═══ TEXTO DE ORIGEM ═══
Mas houve quem perdesse, perdeu a Igreja que se viu desautorizada por muitos católicos que fazem uma distinção clara entre o que entendem ser as suas obrigações religiosas e as interpretações medievais que o clero insiste fazer da sexualidade humana.
Perdeu Marques Mendes que começou por apostar no “nim”, deixou o seu partido no meio do pântano e acabou a fazer campanha activa pelo “não” chegando ao ponto de dar o dito por não dito, desaprovando a pergunta formulada no referendo pela qual em duas ocasiões já tinha votado favoravelmente no parlamento.
Perdeu Marcelo Rebelo de Sousa que recorreu ao disparate e ao seu tempo de antena pessoal na RTP para alcançar protagonismo político. Dele foi o argumento mais idiota e desastroso do sim, tão aberrante que só ele o defendeu.
É evidente que está muito por fazer e por discutir, da mesma forma que os partidários do “não” continuarão a sê-lo e legitimamente a lutar pela sua opinião. Esperemos, todavia, que o debate seja sério, que os partidários do não entendam que o resultado deste referendo é mais do que suficiente para alterar a lei, que os partidáriso do “não” entendam que a despenalização é apenas uma pequena parte de um problema que existe e vai continuar a existir.
═══ LISTAGEM DE DADOS ═══
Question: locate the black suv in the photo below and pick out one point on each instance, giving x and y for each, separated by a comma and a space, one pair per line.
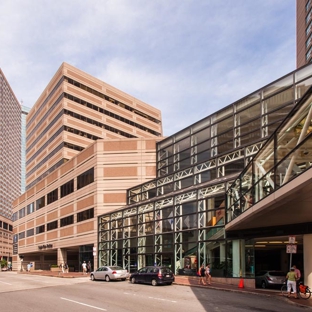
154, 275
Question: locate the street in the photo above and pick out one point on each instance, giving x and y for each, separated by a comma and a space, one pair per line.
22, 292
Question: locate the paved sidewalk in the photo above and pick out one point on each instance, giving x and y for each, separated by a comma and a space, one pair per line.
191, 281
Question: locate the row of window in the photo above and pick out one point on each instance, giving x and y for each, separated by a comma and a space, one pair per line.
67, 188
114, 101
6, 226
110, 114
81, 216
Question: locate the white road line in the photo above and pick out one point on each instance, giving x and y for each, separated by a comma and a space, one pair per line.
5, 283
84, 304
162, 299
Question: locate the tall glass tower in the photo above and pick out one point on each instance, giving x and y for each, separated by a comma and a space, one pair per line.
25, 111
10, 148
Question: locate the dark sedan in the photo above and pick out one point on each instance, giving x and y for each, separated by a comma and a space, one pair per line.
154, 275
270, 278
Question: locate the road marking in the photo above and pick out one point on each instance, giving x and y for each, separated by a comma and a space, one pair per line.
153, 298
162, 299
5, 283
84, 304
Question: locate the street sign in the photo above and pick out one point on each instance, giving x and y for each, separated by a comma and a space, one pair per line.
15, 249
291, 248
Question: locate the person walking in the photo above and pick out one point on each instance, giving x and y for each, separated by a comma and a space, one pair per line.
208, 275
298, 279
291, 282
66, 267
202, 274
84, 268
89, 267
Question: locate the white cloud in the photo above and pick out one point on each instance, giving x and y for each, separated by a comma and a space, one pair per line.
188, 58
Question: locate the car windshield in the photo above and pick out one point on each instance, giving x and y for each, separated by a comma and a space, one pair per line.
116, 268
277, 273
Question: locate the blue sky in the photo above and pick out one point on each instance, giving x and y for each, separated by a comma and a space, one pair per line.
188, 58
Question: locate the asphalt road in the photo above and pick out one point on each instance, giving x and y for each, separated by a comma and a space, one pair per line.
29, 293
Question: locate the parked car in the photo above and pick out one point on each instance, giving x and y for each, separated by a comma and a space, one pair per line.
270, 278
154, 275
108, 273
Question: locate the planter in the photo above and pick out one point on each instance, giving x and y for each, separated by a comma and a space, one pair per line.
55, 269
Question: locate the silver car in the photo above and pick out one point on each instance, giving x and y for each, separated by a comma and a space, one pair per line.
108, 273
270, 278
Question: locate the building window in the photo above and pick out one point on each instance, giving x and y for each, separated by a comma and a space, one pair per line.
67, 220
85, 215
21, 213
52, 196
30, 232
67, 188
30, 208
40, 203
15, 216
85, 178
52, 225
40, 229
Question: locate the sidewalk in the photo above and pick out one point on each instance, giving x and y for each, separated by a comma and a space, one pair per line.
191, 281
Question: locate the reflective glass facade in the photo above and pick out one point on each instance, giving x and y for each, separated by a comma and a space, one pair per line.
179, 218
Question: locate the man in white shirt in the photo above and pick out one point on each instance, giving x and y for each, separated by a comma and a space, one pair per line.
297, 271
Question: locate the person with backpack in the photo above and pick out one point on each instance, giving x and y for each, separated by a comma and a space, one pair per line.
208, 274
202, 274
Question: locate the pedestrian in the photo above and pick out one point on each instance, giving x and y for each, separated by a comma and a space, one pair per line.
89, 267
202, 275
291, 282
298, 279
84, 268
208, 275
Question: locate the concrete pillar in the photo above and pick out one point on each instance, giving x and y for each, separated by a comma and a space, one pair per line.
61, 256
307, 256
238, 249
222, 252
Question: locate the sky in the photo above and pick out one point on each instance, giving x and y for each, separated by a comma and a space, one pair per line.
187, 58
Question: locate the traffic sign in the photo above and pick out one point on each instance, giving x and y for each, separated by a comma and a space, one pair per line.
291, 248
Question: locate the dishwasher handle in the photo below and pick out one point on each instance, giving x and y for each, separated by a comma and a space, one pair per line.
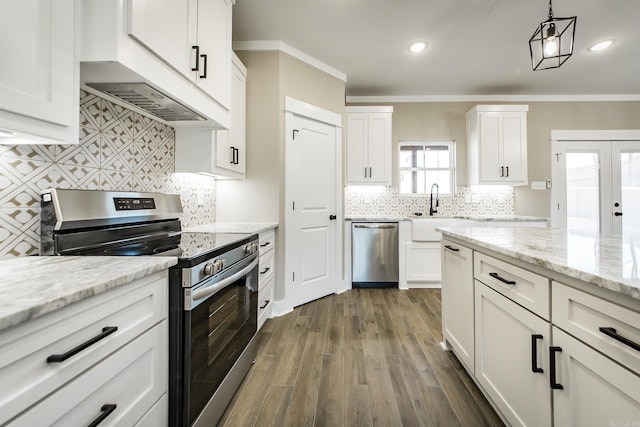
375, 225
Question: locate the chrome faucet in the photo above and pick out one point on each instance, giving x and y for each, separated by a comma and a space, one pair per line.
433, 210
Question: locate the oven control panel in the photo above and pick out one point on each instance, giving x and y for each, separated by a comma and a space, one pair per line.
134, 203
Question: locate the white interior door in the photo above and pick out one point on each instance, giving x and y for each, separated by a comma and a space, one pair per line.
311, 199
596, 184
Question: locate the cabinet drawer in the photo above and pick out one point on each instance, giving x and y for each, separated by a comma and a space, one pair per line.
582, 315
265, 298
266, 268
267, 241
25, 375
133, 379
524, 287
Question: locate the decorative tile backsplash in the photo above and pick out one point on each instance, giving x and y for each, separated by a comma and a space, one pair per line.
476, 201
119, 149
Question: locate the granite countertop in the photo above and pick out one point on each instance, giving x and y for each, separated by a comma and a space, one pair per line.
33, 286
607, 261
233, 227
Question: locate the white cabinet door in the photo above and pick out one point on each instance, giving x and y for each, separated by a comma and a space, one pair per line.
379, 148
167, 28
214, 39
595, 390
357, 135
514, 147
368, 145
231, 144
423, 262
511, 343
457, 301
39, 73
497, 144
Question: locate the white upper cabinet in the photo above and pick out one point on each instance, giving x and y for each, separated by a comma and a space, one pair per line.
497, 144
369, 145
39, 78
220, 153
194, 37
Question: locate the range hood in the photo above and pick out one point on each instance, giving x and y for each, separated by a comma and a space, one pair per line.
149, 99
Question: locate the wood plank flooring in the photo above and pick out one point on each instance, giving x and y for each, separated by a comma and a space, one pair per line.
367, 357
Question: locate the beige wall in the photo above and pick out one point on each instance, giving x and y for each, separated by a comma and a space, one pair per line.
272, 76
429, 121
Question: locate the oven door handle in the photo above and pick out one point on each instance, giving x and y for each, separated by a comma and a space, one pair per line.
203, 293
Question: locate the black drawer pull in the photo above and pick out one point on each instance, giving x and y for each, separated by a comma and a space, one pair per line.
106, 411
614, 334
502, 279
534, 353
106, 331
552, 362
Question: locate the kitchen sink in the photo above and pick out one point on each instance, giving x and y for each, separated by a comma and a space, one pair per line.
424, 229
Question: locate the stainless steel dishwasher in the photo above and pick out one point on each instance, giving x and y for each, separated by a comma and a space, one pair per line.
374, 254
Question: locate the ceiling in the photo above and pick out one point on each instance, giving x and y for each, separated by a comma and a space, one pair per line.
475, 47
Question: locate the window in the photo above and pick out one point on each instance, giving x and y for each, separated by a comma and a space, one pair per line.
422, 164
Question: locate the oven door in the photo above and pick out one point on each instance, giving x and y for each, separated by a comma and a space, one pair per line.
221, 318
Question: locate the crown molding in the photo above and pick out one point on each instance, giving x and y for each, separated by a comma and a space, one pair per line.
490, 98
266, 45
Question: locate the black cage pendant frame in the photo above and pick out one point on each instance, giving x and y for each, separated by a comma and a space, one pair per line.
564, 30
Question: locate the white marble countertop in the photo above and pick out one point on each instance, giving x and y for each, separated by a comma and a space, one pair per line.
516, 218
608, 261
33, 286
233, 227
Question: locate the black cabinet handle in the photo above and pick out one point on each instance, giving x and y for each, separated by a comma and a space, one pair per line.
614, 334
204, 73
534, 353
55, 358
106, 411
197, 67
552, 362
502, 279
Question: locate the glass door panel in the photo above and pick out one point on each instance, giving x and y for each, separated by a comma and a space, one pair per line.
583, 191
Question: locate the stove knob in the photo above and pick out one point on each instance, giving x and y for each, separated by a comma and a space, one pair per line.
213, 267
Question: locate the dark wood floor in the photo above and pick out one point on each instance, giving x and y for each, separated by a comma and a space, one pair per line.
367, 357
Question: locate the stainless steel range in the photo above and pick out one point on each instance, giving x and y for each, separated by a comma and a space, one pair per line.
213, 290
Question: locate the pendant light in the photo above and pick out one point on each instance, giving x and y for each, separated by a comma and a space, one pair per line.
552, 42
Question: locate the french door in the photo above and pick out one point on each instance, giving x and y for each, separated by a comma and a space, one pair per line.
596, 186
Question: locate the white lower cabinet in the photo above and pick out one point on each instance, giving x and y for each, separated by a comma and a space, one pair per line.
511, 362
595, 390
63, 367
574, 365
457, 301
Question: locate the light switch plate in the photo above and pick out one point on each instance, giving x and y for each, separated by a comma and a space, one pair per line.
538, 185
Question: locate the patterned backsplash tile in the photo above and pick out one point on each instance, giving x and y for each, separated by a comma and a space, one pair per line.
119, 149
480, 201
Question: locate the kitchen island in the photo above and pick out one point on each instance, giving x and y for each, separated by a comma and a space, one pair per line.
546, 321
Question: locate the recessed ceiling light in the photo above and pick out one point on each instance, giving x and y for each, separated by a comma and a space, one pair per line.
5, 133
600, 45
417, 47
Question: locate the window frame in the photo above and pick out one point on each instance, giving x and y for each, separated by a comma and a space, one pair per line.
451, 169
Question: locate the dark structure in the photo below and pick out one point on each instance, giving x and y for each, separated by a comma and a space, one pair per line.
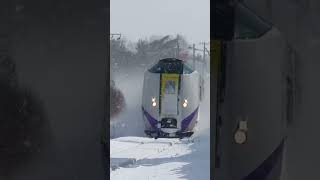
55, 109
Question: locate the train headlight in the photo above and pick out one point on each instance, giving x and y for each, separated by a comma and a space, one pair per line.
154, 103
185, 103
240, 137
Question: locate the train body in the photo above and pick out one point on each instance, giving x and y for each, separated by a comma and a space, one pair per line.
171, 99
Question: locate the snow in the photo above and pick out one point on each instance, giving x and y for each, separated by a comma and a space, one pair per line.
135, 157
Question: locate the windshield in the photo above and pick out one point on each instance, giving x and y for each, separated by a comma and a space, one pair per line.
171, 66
═══
═══ LISTAGEM DE DADOS ═══
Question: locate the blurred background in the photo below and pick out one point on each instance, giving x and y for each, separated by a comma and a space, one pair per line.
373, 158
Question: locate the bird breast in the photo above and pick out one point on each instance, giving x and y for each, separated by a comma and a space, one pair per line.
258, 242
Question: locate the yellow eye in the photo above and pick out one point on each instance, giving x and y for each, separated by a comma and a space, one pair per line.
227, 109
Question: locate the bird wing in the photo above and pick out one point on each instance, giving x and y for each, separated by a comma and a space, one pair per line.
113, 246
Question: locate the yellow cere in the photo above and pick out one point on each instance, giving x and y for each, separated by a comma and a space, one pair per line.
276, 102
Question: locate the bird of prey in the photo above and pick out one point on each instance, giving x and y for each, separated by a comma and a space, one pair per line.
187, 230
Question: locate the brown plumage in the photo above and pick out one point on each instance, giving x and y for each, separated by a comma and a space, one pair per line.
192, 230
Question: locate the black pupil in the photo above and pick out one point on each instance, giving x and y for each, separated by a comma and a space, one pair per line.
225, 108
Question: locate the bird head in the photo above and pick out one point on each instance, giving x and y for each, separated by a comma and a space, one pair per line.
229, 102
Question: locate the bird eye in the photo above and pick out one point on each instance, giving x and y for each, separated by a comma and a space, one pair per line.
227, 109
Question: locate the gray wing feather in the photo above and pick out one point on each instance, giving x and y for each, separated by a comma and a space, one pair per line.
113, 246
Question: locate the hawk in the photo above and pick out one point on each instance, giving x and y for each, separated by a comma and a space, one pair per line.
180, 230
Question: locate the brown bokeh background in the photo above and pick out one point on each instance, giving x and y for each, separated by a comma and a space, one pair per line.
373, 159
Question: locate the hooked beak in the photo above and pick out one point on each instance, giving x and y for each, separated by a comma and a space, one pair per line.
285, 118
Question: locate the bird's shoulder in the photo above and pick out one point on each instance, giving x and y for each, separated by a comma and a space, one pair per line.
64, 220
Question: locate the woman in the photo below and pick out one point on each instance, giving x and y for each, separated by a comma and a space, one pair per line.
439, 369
═══
● **TAREFAS**
1 - Segundo o texto de origem, em que estação tinha Marcelo Rebelo de Sousa o seu tempo de antena pessoal?
2 - Localize na listagem todas as linhas em que aparece a palavra "frame" e copie-as.

● **RESPOSTAS POR TAREFA**
1 - Na RTP.

2 -
Question: locate the black cage pendant frame in the photo above and pick out one point on each instance, giving x and y for each, separated by a comma and a space, one pair per line.
Question: locate the window frame in the photo above and pick out one point on each instance, giving x and y for each, separated by a comma and a space, one pair per line.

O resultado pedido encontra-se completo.